CONSEGNA: Nel testo sugli amari e i bitter, quante etichette ospita l'Amaro bar di via di Ripetta a Roma?

TESTO DI PARTENZA:
#####
Bitter, amaro, aperitivo… un settore in costante crescita, in termini di fatturato e in quanto a rilevanza sui banchi della mixology mondiale. Leila Salimbeni, per Pambianco Wine, analizza il panorama degli amari e dei bitter, esplorando i produttori, i diversi approcci e le reazioni dei bartender.
Tra i prodotti e i produttori presentati, anche DiBALDO con Un Bitter, e tra gli intervistati Baldo Baldinini. Dall’articolo:
“Al numero 162 di via di Ripetta, a Roma, c’è l’Amaro bar, primo indirizzo specializzato che, con oltre 500 etichette, tutte italiane, ospita tutto lo scibile in termini di Bitter e Amari: dall’agrumato al floreale, dal tonico al mentolato e, passando per il fruttato, arriva fino al medicinale a testimonianza di una funzione che la liquoristica nazionale mutua dalla farmacologia settecentesca e che, secondo Baldo Baldinini, profumiere e liquorista già famoso nel mondo per i suoi particolarissimi vermouth DiBaldo, “sopravvive nel doppio utilizzo che se ne fa ancora oggi, sia eupeptico che digestivo. E non è un caso – continua Baldinini – che l’amaro stia conquistando anche il mondo della mixology, dove si ritrova come attore sia protagonista che comprimario, dall’aperitivo al dopocena: non metto limiti alle destinazioni d’uso del Bitter, men che meno del mio che, dalla sua, ha un’altra peculiarità: al posto dell’acqua utilizzo il vino, in modo da ottenere un’intelaiatura gustativa più strutturata e profonda.”
#####
SEZIONE DATI:
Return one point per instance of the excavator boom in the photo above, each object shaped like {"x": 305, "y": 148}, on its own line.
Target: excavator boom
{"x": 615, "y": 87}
#####
SOLUZIONE: Oltre 500 etichette, tutte italiane.